_TASK LIST_
a - Rewrite the paragraph of the mailing-list message that begins "He gives a short set of steps" as a numbered list, keeping all of its steps.
b - Please print the mailing-list message starting with "Pieter Hintjens ph" and going on through "see his dilemma.".

-- Start of EXTRACTED TEXT --

[zeromq-dev] behavior of zmq_term in 2.1.0

Pieter Hintjens ph at imatix.com
Thu Dec 2 18:02:21 CET 2010


If sockets are not in a critical section, can zmq_term not perform
single-bit changes safely anyhow?

On 2 Dec 2010 10:55, "Martin Sustrik" <sustrik at 250bpm.com> wrote:
> Hi Chuck,
>> After reading through Martin's responses, I think I see his dilemma.
>> It appears the dilemma is that while zmq_term() might atomically set
>> a flag indicating the socket is closed and begin deallocating its
>> resources, a socket may be in the midst of doing some work that is
>> already beyond that atomic "gatekeeper" and so it blows up (2 threads
>> touching same structs).
>> He gives a short set of steps for properly terminating a program like
>> so:
>> 1. Thread A creates a context. 2. Threads B - Z each create a socket
>> using that context. 3. Threads B - Z block on some 0mq operation. 4.
>> Thread A calls zmq_term on the context. 5. Threads B - Z all wake up
>> to process ETERM; this signals them to call zmq_close() on their
>> socket. 6. zmq_term() unblocks after all sockets are closed. 7.
>> Application terminates.
> Let me try to explain the problem once more:
> 1. To be able to send all the messages before application terminates,
> something has to block the main thread. Otherwise it exits and tears the
> whole thing down along will all the unsent messages.
> 2. We don't want zmq_close to block as that could slow the actual
> processing down.
> 3. Thus the only function to block and wait till all messages are sent
> is zmq_term.
> 4. When zmq_term is called, there still may be some sockets being used
> from other threads. Thus, zmq_term has to "get" all the messages already
> written to those sockets and "stop" them is some way so that no more
> messages can be sent afterwards.
> 5. The above can be done either by accessing socket data directly from
> zmq_term thread or by doing a handshake between the zmq_term thread and
> the thread owning the socket.
> 6. In the former case, the socket data have to be placed in critical
> section. Thus, we have to introduce lock to the socket object, including
> zmq_send and zmq_recv calls -- which are on the critical path. The
> consequence is that the performance decreases by an order of magnitude.

-- End of EXTRACTED TEXT --
-- Start of EXTRACTED INFORMATION --

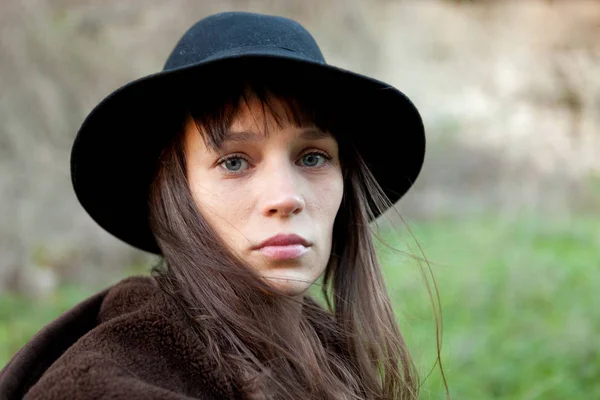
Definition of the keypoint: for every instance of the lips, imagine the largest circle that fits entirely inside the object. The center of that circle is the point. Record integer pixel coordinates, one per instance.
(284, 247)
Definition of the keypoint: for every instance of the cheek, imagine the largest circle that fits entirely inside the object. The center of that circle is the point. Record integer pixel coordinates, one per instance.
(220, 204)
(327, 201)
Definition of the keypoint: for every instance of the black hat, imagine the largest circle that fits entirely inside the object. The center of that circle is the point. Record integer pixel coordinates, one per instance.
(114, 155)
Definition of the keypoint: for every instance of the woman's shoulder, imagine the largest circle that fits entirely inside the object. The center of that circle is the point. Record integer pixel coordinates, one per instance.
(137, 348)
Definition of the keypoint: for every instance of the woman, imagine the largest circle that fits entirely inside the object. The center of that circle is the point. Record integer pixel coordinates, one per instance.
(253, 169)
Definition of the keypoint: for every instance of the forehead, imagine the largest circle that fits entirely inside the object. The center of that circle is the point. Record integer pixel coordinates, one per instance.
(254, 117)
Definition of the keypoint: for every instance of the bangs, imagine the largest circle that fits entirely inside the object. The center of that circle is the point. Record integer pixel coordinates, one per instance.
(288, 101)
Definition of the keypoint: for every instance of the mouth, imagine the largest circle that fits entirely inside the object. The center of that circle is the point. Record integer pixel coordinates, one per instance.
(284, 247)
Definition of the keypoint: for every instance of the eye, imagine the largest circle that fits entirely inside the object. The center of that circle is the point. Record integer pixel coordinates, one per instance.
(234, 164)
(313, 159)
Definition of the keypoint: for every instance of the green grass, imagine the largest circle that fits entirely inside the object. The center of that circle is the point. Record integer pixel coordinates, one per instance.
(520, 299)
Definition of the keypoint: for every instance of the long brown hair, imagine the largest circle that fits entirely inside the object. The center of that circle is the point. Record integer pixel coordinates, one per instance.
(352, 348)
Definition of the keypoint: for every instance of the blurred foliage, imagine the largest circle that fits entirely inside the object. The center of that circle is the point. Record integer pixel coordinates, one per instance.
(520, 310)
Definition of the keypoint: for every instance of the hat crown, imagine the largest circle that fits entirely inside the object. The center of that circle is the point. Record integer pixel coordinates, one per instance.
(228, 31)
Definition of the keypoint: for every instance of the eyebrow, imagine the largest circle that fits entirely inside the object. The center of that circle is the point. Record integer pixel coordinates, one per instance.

-- End of EXTRACTED INFORMATION --

_TASK-BY-TASK RESULTS_
a -
Steps for properly terminating a program:
1. Thread A creates a context.
2. Threads B–Z each create a socket using that context.
3. Threads B–Z block on some 0mq operation.
4. Thread A calls zmq_term on the context.
5. Threads B–Z wake up to process ETERM, which signals them to call zmq_close() on their sockets.
6. zmq_term() unblocks after all sockets are closed.
7. The application terminates.

b -
Pieter Hintjens ph at imatix.com
Thu Dec 2 18:02:21 CET 2010


If sockets are not in a critical section, can zmq_term not perform
single-bit changes safely anyhow?

On 2 Dec 2010 10:55, "Martin Sustrik" <sustrik at 250bpm.com> wrote:
> Hi Chuck,
>> After reading through Martin's responses, I think I see his dilemma.